- _Cosa fare_: Riscrivi in forma più breve il paragrafo dell'estratto che comincia con «Certo. Sono arrivati», conservandone i fatti principali.
··· Estratto ···
Matteo Renzi ha appena lanciato un allarme elettorale sulle fake news.
«Io lo prendo alla leggera, eh. Ma insomma, nella valanga di informazioni da cui siamo bombardati tutti i giorni, non si capisce più chi è attendibile e chi no».
Come ti informi?
«Appena mi sveglio accendo SkyTg24, poi seguo alcune trasmissioni di approfondimento».
Leggi i quotidiani?
«Solo quando sono in treno».
Molti ormai si informano con i social network. Tu li frequenti?
«Sì, ma ci sto poco».
Hai degli odiatori? I famigerati haters…
«Certo. Sono arrivati a insultarmi e scrivermi cattiverie indicibili persino quando è morto mio fratello. Allora sai che cosa ho fatto?».
Che cosa?
«Li ho ritwittati. Insulti, maledizioni, improperi…».
E perché?
··· Dati mostrati ···
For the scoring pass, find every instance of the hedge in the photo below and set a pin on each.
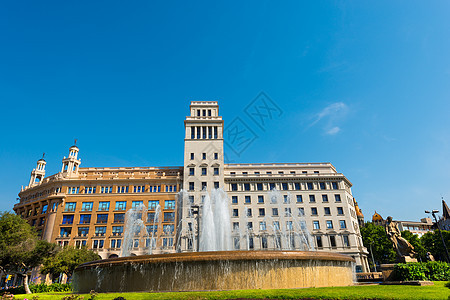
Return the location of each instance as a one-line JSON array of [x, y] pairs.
[[432, 270], [42, 288]]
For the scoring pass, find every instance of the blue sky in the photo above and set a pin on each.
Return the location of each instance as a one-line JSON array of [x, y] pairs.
[[363, 85]]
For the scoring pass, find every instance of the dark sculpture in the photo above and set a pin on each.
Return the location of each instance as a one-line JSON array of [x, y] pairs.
[[405, 251]]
···
- _Risposta finale_: «Certo. Mi hanno rivolto insulti e cattiverie indicibili perfino quando è morto mio fratello. Sai come ho reagito?»